**Task brief:** Give back every one of the lines below word for word, in the same order, leaving out the pictures.

**Material supplied:**

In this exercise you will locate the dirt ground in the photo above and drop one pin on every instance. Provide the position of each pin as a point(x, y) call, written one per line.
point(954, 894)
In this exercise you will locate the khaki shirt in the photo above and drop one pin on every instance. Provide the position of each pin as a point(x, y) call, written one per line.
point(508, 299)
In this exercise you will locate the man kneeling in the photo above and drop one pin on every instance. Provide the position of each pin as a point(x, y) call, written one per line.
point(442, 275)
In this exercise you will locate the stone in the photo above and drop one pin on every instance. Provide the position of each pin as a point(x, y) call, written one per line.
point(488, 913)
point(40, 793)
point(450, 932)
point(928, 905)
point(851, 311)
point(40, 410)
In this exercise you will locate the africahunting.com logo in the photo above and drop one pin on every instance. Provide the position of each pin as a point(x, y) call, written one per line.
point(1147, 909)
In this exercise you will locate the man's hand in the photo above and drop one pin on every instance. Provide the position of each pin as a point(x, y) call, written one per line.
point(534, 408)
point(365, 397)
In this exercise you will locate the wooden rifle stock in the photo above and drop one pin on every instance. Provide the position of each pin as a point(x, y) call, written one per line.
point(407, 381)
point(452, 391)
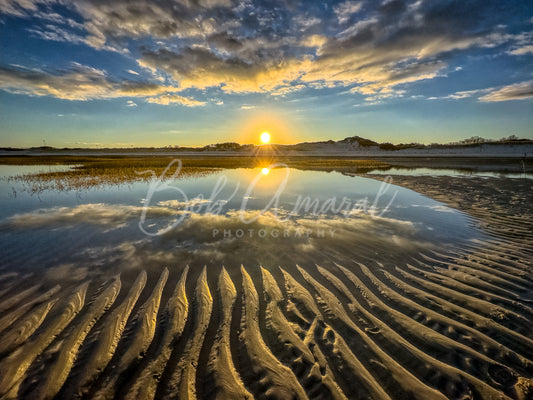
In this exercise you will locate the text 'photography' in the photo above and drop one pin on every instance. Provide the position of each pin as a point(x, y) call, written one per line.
point(221, 199)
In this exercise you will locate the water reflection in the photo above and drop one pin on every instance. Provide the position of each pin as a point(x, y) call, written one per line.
point(318, 217)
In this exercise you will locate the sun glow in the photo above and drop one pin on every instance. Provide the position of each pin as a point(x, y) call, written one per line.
point(265, 137)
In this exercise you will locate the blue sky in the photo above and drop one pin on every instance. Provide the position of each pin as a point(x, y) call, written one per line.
point(90, 73)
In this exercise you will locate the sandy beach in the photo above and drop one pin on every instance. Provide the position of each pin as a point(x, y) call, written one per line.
point(454, 322)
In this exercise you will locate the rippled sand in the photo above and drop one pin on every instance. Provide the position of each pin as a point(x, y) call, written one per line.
point(454, 323)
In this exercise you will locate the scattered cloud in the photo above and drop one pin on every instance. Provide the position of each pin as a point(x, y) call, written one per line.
point(345, 10)
point(79, 82)
point(175, 99)
point(517, 91)
point(522, 50)
point(259, 46)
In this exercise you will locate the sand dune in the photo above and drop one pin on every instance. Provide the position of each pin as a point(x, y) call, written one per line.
point(447, 323)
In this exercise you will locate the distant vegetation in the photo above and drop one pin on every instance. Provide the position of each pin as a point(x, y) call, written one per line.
point(353, 142)
point(92, 171)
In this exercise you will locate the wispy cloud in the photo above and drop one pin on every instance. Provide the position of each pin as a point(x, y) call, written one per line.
point(174, 99)
point(259, 46)
point(517, 91)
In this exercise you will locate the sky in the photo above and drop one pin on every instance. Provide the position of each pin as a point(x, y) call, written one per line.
point(122, 73)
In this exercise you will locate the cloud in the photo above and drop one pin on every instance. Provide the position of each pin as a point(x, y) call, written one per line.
point(522, 50)
point(79, 82)
point(174, 99)
point(345, 10)
point(257, 46)
point(517, 91)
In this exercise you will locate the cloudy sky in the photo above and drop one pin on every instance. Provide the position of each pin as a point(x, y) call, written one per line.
point(194, 72)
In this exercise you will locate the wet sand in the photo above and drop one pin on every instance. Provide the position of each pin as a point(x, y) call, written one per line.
point(449, 323)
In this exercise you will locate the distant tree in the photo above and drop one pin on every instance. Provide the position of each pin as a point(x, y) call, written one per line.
point(509, 138)
point(387, 146)
point(473, 140)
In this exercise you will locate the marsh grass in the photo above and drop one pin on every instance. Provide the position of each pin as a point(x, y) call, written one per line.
point(89, 172)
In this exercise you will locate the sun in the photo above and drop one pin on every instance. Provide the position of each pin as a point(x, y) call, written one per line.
point(265, 137)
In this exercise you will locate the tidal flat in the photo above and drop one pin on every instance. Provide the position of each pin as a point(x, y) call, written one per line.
point(115, 284)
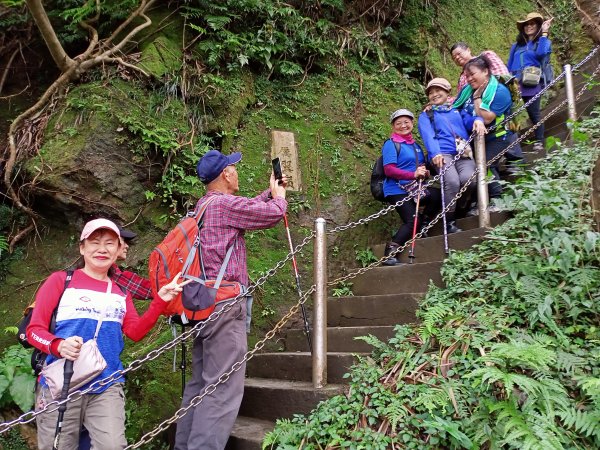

**Full output:**
In this exercise you will locate the dirt ground in the photo above and drop one pin on every instance. Provide the position of each pin as a point(x, y) call, written one per line.
point(954, 894)
In this exercise you will locate the khaki shirt in the photo above and drop one pin on every instance. Provide the position of each pin as a point(x, y) call, written one per line.
point(508, 299)
In this exercise you will locate the man kneeling in the photo above and drop one pin on every instance. Provide the position of each pin as a point(x, y) call, written one per line.
point(442, 275)
In this exercise you will locate the stone in the photo above and drop one pin on every instance. Provide the position of each pin as a point(x, y) call, written one per line.
point(488, 913)
point(40, 793)
point(450, 932)
point(928, 905)
point(851, 311)
point(40, 410)
In this exercise you will locate the africahunting.com logo in the photo above and drop one pin on every instance. Provide the position of each pin as a point(x, y) call, written one per line.
point(1147, 909)
In this exercise you will locate the man's hand in the photo above and drop one pin on every instance. Provide the position of each pin as a point(x, y) call, written one per line.
point(534, 408)
point(365, 397)
In this exercise you will locate the wooden rifle stock in the photo above and drop one pin on every instance. Provide the position of each pin as a point(x, y) call, written one per line.
point(407, 381)
point(452, 391)
In this exercise you will locate the text 'photography' in the photo above and drop one pin on every instance. Provide the position of each pin as a point(x, y) call, written one per line.
point(221, 199)
In this exercise you will locate the water reflection in the photo above and drop one pin on every instance. Provide the position of each pin as a point(x, y) call, written one per line.
point(318, 217)
In this exercise you will locate the sun glow in the photo above and drop one pin on every instance. Provide the position of each pin as a point(x, y) call, written one per line.
point(265, 137)
In this exercise you will locate the blue sky in the photo above and drop one pin on every instance. Provide the position of each pin as a point(x, y) call, written one per line.
point(90, 73)
In this exercise you will locate the sandy beach in the photo above and drop one pin on every instance. Provide the position of each pin as a point(x, y) call, written one per line.
point(454, 322)
In this exercise you will locate the rippled sand in the photo above and drop one pin on every instance. Provide the position of each pin as a point(x, y) call, written one per line.
point(454, 323)
In this exercise you will locate the scattered cloud in the photo above and drop one pin on every instance. Provide the position of each pin as a point(x, y) call, written one per line.
point(345, 10)
point(79, 82)
point(175, 99)
point(517, 91)
point(522, 50)
point(259, 46)
In this exercise you will locate the sand dune in the photo above and drop one pin on every instance. Provide the position of each pin as a point(x, y) call, written one per line.
point(447, 323)
In this exercise you will locate the distant vegetation in the photo above and drop one pin on every instance. Provide the position of each pin as a point(x, y) call, written one per line.
point(353, 142)
point(92, 171)
In this exercise you will locate the wispy cloud in the photo above and drop one pin on every instance. Provide the position of each pin as a point(x, y) call, written one per line.
point(174, 99)
point(259, 46)
point(517, 91)
In this exercise you will locate the sky in the photo above and drop one pin on every instance. Provide the position of each pin as a point(x, y) call, written one per line.
point(122, 73)
In this exercise you will locate the cloud in the photo above and drop one pin on every instance. Provide the position of each pin as a point(x, y) call, written one per line.
point(522, 50)
point(79, 82)
point(174, 99)
point(345, 10)
point(257, 46)
point(517, 91)
In this exercise you will locate the cloudy sky in the photo above and drop one pin on every instance. Provide the position of each pin as a point(x, y) call, written one per line.
point(194, 72)
In this exercise you will locate the wet sand in the photo above and drop one pin on every instance. Provide the position of each pin as a point(x, y) call, written one per line.
point(449, 323)
In this exercise you will locate the distant tree in the photo above and drop one pin on every instance. Provide the position of each pin as a point(x, y) call, written one per line.
point(509, 138)
point(387, 146)
point(473, 140)
In this exercise you will locate the marsh grass in the photo above and drop one pin on every instance. Provide the position of each pin as a point(x, y) call, written one per line.
point(89, 172)
In this exercise you will locate the sun in the photo above and drop one pin on every instance. Provide the position of each pin as a point(x, y) call, written one per line.
point(265, 137)
In this exercise you will locate the tidal flat in the photo above and drop one pin on every instance. Provide the position of each pin as a point(x, y) call, written one per line.
point(115, 284)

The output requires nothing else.